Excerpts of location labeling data
** START **

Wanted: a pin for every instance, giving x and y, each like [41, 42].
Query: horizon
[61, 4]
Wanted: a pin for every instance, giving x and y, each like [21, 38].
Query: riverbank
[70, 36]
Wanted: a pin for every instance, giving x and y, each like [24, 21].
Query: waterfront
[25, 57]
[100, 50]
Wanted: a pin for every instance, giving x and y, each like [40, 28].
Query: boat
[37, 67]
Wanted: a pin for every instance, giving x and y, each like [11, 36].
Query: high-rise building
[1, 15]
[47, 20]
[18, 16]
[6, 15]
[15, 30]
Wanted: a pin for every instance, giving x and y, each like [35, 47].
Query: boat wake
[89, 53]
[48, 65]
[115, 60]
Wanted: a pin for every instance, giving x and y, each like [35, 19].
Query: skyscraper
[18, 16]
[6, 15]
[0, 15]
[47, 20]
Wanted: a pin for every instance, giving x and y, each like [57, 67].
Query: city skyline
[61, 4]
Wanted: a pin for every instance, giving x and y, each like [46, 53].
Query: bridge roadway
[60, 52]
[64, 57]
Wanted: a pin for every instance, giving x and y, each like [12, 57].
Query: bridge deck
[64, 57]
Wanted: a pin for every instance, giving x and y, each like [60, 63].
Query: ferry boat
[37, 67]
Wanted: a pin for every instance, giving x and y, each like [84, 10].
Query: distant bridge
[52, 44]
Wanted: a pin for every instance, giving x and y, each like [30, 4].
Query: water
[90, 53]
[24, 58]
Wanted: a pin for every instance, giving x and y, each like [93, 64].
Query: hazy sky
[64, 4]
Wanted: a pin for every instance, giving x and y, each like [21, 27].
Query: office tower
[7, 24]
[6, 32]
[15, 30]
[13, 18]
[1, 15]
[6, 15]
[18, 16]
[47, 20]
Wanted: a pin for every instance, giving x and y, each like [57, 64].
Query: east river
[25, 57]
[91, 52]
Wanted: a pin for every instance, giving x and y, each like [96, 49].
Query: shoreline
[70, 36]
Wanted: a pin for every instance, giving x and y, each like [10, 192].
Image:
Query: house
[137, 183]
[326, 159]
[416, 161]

** END **

Problem description
Copy out each line exactly.

Exercise solution
Wanted: a pin for every instance, giving x and y, each like [41, 42].
Query: horizon
[61, 4]
Wanted: a pin for every instance, giving x and y, each like [21, 38].
Query: riverbank
[70, 36]
Wanted: a pin for every instance, giving x and y, each like [24, 21].
Query: waterfront
[25, 57]
[100, 50]
Wanted: a pin for every instance, giving x and y, each like [40, 28].
Query: boat
[37, 67]
Wanted: a pin for every instance, giving x and y, each like [11, 36].
Query: high-rise building
[1, 15]
[47, 20]
[18, 16]
[6, 15]
[15, 30]
Wanted: a pin for every instance, giving x and y, each like [35, 47].
Query: boat wake
[89, 53]
[48, 65]
[115, 60]
Wanted: a pin for every instance, giving x and y, each like [35, 19].
Query: skyscraper
[18, 16]
[6, 15]
[0, 15]
[47, 20]
Wanted: a pin for every instance, giving x and y, each like [57, 67].
Query: city skyline
[61, 4]
Wanted: a pin for every instance, giving x and y, each like [46, 53].
Query: bridge roadway
[60, 52]
[64, 57]
Wanted: a pin for every instance, giving x and y, each like [12, 57].
Query: bridge deck
[64, 57]
Wanted: a pin for every instance, giving x and y, each like [60, 63].
Query: ferry boat
[37, 67]
Wanted: a pin for every instance, giving x and y, each like [84, 10].
Query: distant bridge
[52, 44]
Wanted: a pin for every instance, giving x and y, each like [30, 4].
Query: water
[90, 53]
[24, 58]
Wanted: a pin for every instance, giving x and y, each like [93, 64].
Query: hazy sky
[64, 4]
Wanted: a pin for every instance, giving x and y, each like [21, 27].
Query: office tower
[7, 24]
[6, 32]
[15, 30]
[13, 18]
[1, 15]
[6, 15]
[18, 16]
[47, 20]
Wanted: a pin for every instance, giving x and y, each like [57, 64].
Query: east river
[25, 57]
[91, 52]
Wanted: a pin for every instance, giving x and y, each like [96, 49].
Query: shoreline
[70, 36]
Wanted: a pin for every instance, giving x and y, each like [10, 192].
Image:
Query: house
[137, 183]
[326, 159]
[416, 161]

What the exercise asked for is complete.